### EXTRACTED RECORDS

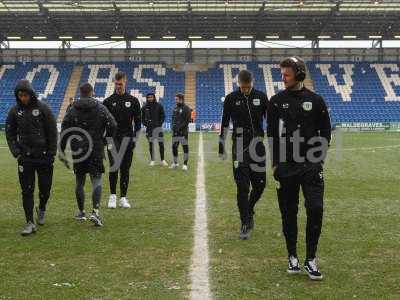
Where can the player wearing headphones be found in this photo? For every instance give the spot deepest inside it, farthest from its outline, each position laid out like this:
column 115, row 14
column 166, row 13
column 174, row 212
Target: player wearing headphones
column 246, row 108
column 299, row 132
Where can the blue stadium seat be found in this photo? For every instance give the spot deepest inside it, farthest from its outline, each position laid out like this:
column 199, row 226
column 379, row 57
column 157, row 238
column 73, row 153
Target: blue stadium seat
column 49, row 80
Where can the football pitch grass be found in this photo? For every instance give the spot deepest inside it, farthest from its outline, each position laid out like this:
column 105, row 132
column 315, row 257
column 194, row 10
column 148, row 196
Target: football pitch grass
column 145, row 252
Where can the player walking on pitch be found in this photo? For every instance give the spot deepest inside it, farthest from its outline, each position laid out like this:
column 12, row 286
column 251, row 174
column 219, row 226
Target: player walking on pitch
column 299, row 130
column 126, row 110
column 31, row 133
column 246, row 108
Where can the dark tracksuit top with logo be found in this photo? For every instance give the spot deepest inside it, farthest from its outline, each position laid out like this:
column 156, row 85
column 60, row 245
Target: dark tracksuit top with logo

######

WHAT TO WORK ON:
Retype the records in full. Do not carry over the images.

TASK RESPONSE:
Where can the player wearing headphones be found in this photo? For every instance give the spot deepest inside it, farthest from its outline, each position laid out like this:
column 115, row 14
column 166, row 13
column 174, row 212
Target: player wearing headphones
column 246, row 108
column 299, row 132
Where can the blue stadium seat be found in this photo? For every instance give the spot deepest inside it, farthest from its outline, each position laid out like this:
column 199, row 226
column 379, row 57
column 157, row 238
column 73, row 153
Target: blue stadium seat
column 49, row 80
Where can the football pitch grass be found in this photo? For every instance give the spot deepest inside it, farthest from its outline, each position laid out like this:
column 105, row 132
column 315, row 257
column 194, row 10
column 148, row 196
Target: football pitch grass
column 145, row 252
Where can the player walking on pitch be found in this photo? For every instance give the spot deepest inside it, farthest from its outline, each position laid out like this:
column 12, row 286
column 251, row 174
column 219, row 226
Target: player walking on pitch
column 299, row 130
column 126, row 110
column 31, row 133
column 246, row 108
Where can the dark tracksuit top with logo be found in this photo? For every instance give the spot deepest inside it, farthest from its outline, each position laid out like this:
column 156, row 85
column 60, row 245
Target: dark tracksuit top with logo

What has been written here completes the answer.